### [To do]
If a record holds a picture, leave the picture out and restate everything else word for word.
· · · · ·
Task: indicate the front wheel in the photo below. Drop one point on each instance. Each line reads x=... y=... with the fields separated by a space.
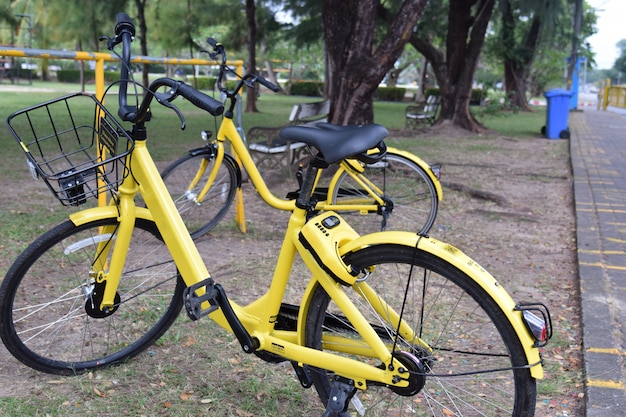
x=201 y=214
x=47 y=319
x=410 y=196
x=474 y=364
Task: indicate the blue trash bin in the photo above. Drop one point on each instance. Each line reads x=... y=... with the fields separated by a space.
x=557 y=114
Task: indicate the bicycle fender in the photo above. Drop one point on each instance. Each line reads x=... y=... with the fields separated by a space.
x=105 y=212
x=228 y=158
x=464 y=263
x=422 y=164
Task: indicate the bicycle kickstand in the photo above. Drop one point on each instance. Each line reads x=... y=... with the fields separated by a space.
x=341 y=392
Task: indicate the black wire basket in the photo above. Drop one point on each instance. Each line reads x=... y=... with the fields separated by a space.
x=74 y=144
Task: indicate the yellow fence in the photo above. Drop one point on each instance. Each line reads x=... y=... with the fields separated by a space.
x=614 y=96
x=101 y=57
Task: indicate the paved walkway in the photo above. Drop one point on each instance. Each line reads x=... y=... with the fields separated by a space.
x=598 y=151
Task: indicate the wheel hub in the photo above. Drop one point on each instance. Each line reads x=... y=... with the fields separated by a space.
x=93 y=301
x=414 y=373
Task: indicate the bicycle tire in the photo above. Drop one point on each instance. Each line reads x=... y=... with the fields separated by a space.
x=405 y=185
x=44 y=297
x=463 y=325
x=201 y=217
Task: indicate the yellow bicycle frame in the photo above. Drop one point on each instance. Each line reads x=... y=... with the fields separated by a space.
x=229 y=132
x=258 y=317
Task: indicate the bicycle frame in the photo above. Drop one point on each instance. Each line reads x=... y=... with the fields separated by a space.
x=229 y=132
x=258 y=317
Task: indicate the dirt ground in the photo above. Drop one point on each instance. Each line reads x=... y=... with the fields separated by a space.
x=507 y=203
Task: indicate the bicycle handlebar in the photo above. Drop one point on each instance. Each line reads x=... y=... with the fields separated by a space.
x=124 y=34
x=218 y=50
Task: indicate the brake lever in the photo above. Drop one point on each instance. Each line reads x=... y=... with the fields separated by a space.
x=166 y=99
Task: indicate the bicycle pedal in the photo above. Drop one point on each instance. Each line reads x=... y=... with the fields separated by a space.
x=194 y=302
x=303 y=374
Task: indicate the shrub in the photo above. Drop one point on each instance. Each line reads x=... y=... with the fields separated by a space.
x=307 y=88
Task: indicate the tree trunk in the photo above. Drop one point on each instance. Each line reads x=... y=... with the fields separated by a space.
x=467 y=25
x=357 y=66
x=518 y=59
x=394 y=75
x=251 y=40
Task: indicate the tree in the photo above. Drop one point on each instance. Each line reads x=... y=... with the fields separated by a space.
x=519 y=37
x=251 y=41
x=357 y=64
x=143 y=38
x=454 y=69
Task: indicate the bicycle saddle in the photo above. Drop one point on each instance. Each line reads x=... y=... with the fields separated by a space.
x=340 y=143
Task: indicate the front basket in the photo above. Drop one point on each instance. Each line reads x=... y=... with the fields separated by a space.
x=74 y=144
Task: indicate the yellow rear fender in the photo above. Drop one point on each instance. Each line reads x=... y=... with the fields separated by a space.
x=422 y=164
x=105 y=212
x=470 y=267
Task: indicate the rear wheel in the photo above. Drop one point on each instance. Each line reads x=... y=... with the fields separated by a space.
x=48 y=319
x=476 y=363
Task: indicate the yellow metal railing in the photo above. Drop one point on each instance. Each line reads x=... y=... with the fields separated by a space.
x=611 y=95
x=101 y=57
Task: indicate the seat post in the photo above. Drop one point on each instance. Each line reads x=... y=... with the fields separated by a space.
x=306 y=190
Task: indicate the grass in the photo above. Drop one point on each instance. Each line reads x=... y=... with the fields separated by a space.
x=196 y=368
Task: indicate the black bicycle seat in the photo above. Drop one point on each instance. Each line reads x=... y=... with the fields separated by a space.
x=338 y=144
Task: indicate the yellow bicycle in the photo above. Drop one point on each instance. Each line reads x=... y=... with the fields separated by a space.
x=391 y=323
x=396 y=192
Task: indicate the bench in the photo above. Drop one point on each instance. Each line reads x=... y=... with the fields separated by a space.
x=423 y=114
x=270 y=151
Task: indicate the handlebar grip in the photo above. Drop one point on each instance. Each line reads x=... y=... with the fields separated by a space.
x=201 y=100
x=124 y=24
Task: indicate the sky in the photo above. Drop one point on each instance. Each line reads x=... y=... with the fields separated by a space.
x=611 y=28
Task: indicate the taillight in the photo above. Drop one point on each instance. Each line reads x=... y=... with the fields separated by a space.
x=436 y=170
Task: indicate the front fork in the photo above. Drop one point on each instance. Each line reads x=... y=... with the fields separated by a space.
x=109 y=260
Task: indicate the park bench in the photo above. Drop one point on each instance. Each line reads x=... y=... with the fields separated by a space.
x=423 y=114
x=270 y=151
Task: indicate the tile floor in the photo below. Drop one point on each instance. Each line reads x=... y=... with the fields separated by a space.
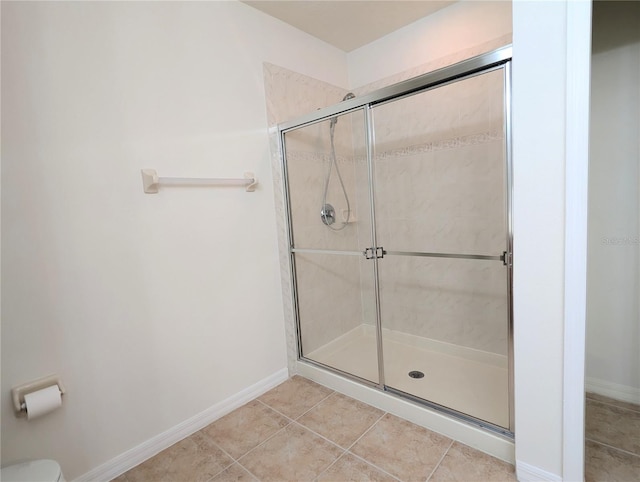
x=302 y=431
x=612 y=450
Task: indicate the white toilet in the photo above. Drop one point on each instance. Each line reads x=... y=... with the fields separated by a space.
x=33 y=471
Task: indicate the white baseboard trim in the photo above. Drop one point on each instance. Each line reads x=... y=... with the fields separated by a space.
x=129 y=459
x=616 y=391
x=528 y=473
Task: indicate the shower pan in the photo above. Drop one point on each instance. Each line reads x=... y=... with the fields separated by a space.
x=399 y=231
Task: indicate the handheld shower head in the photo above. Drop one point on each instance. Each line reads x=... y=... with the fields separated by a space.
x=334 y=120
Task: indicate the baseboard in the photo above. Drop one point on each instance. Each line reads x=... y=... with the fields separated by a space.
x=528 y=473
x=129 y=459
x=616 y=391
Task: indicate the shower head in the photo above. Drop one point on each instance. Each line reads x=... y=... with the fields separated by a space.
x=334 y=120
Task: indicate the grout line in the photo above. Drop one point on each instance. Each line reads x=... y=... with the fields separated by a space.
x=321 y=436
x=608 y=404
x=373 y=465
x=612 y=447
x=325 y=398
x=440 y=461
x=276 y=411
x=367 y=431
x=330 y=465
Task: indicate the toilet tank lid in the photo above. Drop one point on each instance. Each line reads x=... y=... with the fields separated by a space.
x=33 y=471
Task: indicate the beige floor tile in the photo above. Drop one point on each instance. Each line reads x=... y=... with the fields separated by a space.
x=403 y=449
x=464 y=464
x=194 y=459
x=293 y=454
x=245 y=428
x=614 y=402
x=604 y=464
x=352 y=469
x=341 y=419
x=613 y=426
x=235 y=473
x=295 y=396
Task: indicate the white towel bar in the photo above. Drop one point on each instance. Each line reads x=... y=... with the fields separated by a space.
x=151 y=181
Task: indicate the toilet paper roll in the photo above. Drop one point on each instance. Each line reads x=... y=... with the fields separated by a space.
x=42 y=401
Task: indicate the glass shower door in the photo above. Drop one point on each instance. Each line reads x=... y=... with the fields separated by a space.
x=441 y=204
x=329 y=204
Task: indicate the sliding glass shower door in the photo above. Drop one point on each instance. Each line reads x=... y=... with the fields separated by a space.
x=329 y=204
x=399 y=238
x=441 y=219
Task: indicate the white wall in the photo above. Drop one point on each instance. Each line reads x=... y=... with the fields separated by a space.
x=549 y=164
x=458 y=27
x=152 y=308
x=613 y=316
· · · · ·
### [Written reply]
Task: indicate the front wheel in the photo below. Drop one point on each instance. Each line reads x=... y=... with the fields separated by a space.
x=201 y=214
x=47 y=319
x=410 y=196
x=474 y=364
Task: indicate the blue trash bin in the photo above. Drop one point on each instance. Each line reads x=... y=... with the fields separated by a space.
x=557 y=114
Task: indicate the bicycle fender in the photo above. Drop one point on each instance. Each line reads x=... y=... with the fields separated by a space.
x=105 y=212
x=228 y=158
x=464 y=263
x=422 y=164
Task: indicate the bicycle kickstand in the photo above. Drop one point on each instance. Each line reads x=... y=... with the fields separated by a space.
x=341 y=392
Task: indicate the black wire basket in the photo above. Drop one point on each instance. Each line reads x=... y=... with the fields separated by a space.
x=74 y=144
Task: indicate the yellow fence in the photo above. Drop one point on each instance. Each line reads x=... y=... with the fields separated by a space.
x=614 y=96
x=101 y=57
Task: indicate the paved walkway in the photo above. Drop one point on each instance. Each line reads x=... y=... with the fields separated by a space.
x=598 y=151
Task: indicate the wheel hub in the photo above. Drop one point on each instance. Each line reads x=... y=... with the fields separated by a space.
x=93 y=301
x=414 y=373
Task: indicate the bicycle tire in the photo above. Drop one point on each instance. Each line reads x=... y=... with the fields separated by a space.
x=405 y=185
x=44 y=297
x=463 y=325
x=201 y=217
Task: indicate the yellow bicycle frame in the photo above. Drop one point on each instance. Each line reads x=... y=... with the fields separated by a space.
x=229 y=132
x=258 y=317
Task: indicate the bicycle frame in the photo above. Drop one point on each instance. Each line reads x=... y=... with the fields separated by a space.
x=229 y=132
x=258 y=317
Task: indicate the dirt ground in the photo above. Drop one point on each instance. Each line reads x=... y=... with the fields separated by a space.
x=507 y=203
Task: indicate the bicycle handlebar in the photo above. Drop one point on each instance. Each line reads x=... y=... with the fields separated by a space.
x=124 y=34
x=218 y=50
Task: indicate the brake lever in the photo above. Drop one point on each instance. Each line reads x=... y=... with the fields separated by a space.
x=166 y=99
Task: indicate the bicycle pedal in the photo above. Drop one point on each instance. Each line reads x=... y=... with the fields separated by a space.
x=194 y=302
x=303 y=374
Task: indicate the shrub in the photo above. Drop one point on each instance. Each line reads x=... y=... with the fields separated by a space.
x=307 y=88
Task: indicate the tree trunk in the photo above. Drop one point on each instance. Each line reads x=... y=... with the fields separated by a space.
x=467 y=25
x=357 y=66
x=518 y=59
x=394 y=75
x=251 y=40
Task: indicate the tree in the photo above. Drop one point on each instance. Each line reads x=... y=... with the fields separated by a space.
x=519 y=37
x=251 y=41
x=357 y=64
x=143 y=38
x=454 y=69
Task: indicate the bicycle saddle in the photo above. Drop one point on each instance. Each line reads x=... y=... with the fields separated by a space.
x=340 y=143
Task: indicate the front basket in the photo above. Drop one point on each instance. Each line reads x=... y=... with the fields separated by a space.
x=74 y=144
Task: indicate the yellow rear fender in the photo above. Drop one point on each instance. Each line reads x=... y=... with the fields separated by a space.
x=422 y=164
x=105 y=212
x=470 y=267
Task: indicate the rear wheel in the photo above. Drop one point on each instance. Each line reads x=... y=... with the fields separated by a space.
x=48 y=319
x=476 y=363
Task: indicate the yellow metal railing in the photo above. Drop one point on each instance. Each line reads x=... y=... with the fields separated by a space.
x=611 y=95
x=101 y=57
Task: indicate the seat post in the photo above. Drop one point on each instance. Each line reads x=... y=... with the fields separated by a space.
x=306 y=190
Task: indicate the grass in the photo above. Drop one point on each instance. Each line reads x=... y=... with the fields separated by a space.
x=196 y=368
Task: indicate the black bicycle seat in the photo above. Drop one point on each instance. Each line reads x=... y=... with the fields separated by a space.
x=338 y=144
Task: indicate the yellow bicycle in the photo above. Drop one point on each instance. Each line reads x=... y=... with the fields separated by a space.
x=391 y=323
x=396 y=192
Task: indicate the bench in the photo above. Drop one point on each instance. Each line reads x=... y=... with the fields separated by a space.
x=423 y=114
x=270 y=151
Task: indicate the handlebar grip in the photo above. Drop one point on each instance. Each line reads x=... y=... with the fields separated by a space.
x=201 y=100
x=124 y=24
Task: indicate the sky in the photo above. Drop one point on each instance. Each line reads x=... y=... with the fields separated by a space.
x=611 y=28
Task: indicate the taillight in the photo above. Drop one point on each instance. Each line reads x=... y=... with the fields separated by a space.
x=436 y=170
Task: indicate the front fork in the photo above. Drop one point on each instance. Each line reads x=... y=... with the fields separated by a space.
x=109 y=260
Task: indicate the park bench in the photo above. Drop one point on each instance. Each line reads x=... y=... with the fields separated by a space.
x=423 y=114
x=270 y=151
Task: indicate the tile floor in the photo below. Drop one point on each instance. Each line reads x=... y=... with the fields separated by a space.
x=302 y=431
x=612 y=450
Task: indicate the white toilet in the photo above. Drop one point on each instance. Each line reads x=... y=... with the fields separated by a space.
x=33 y=471
Task: indicate the white baseboard trim in the photo above. Drop one point on each instance. Each line reads x=... y=... with the fields separated by a space.
x=129 y=459
x=616 y=391
x=528 y=473
Task: indicate the shower pan in the photo above. Drop one point on each instance. Each line reads x=... y=... with the fields separated by a space.
x=399 y=231
Task: indicate the handheld shower head in the photo above. Drop one point on each instance. Each line reads x=... y=... with the fields separated by a space.
x=334 y=120
Task: indicate the baseboard in the photo above. Drop one point on each instance. Each line reads x=... y=... with the fields separated by a space.
x=528 y=473
x=129 y=459
x=616 y=391
Task: indicate the shower head in the photo above. Drop one point on each instance. Each line reads x=... y=... with the fields separated by a space.
x=334 y=120
Task: indicate the grout line in the photo above. Drop one point on each instance. Each line reads x=... y=... with the fields separated by a space.
x=321 y=436
x=608 y=404
x=373 y=465
x=612 y=447
x=325 y=398
x=440 y=461
x=276 y=411
x=367 y=431
x=330 y=465
Task: indicate the toilet tank lid in the photo above. Drop one point on each instance. Each line reads x=... y=... with the fields separated by a space.
x=33 y=471
Task: indicate the beige floor tile in the photo above. Drop one point on each instance. Each line reads x=... y=... with the fields separated by a space.
x=403 y=449
x=464 y=464
x=194 y=459
x=293 y=454
x=245 y=428
x=614 y=402
x=604 y=464
x=352 y=469
x=341 y=419
x=613 y=426
x=235 y=473
x=295 y=396
Task: indicate the white towel bar in the photo above. Drop one point on each instance. Each line reads x=... y=... with the fields separated by a space.
x=151 y=181
Task: indicate the toilet paper roll in the photo above. Drop one point on each instance. Each line reads x=... y=... with the fields separated by a space.
x=42 y=401
Task: indicate the glass shower door in the photo above. Drop one point on each instance. Each line reads x=... y=... with the fields separated by a space.
x=441 y=204
x=329 y=204
Task: indicate the sliding glass shower door in the photo above. Drop one point on each instance. Each line reads x=... y=... with the fields separated by a space.
x=329 y=204
x=399 y=238
x=441 y=219
Task: indicate the white wall in the photo above. Drop one point on each instance. Each line reads x=... y=... with the fields separated by a space.
x=549 y=164
x=458 y=27
x=152 y=308
x=613 y=316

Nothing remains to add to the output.